**Requirements:** Render every line of the records below as a Markdown table with two columns, Row and Line, numbering each row and leaving out blank lines.

>> Start Supplied data

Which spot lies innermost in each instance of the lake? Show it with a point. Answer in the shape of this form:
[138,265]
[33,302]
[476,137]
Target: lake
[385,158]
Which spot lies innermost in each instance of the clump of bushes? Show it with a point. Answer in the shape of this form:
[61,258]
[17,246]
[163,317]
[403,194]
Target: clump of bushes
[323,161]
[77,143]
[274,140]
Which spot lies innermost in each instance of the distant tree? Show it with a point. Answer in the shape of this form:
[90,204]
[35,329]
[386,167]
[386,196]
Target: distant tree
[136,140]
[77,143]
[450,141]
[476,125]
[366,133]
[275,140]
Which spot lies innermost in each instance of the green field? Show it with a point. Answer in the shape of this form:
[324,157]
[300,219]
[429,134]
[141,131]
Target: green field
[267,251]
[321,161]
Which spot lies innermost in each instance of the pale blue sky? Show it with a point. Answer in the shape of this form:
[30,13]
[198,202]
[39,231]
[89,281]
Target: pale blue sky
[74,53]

>> End Supplied data

**Task answer:**
| Row | Line |
|---|---|
| 1 | Which spot lies innermost in each instance of the lake? Show it with a point. Answer in the shape of this form: |
| 2 | [138,265] |
| 3 | [33,302] |
| 4 | [476,137] |
| 5 | Target: lake |
| 6 | [385,158] |
| 7 | Which spot lies innermost in each instance of the clump of bushes? Show it with a point. Answer in the shape of this form: |
| 8 | [61,258] |
| 9 | [17,246] |
| 10 | [163,317] |
| 11 | [403,194] |
| 12 | Target: clump of bushes |
| 13 | [323,161] |
| 14 | [77,143] |
| 15 | [274,140] |
| 16 | Which spot lies innermost in each instance of the distant tree? Show it with a point. Answer in the shape of this form: |
| 17 | [90,204] |
| 18 | [35,329] |
| 19 | [386,167] |
| 20 | [386,196] |
| 21 | Target: distant tree |
| 22 | [136,140] |
| 23 | [77,143] |
| 24 | [450,141] |
| 25 | [476,125] |
| 26 | [366,133] |
| 27 | [275,140] |
| 28 | Which spot lies innermost in each instance of the green field? Show it with a point. Answer in the shape of this form: |
| 29 | [324,157] |
| 30 | [300,219] |
| 31 | [429,134] |
| 32 | [141,131] |
| 33 | Target: green field |
| 34 | [267,251] |
| 35 | [321,161] |
| 36 | Which spot lies innermost in each instance of the pale blue sky? Show it with a point. Answer in the shape of this form: |
| 37 | [30,13] |
| 38 | [198,202] |
| 39 | [39,231] |
| 40 | [89,281] |
| 41 | Target: pale blue sky |
| 42 | [74,53] |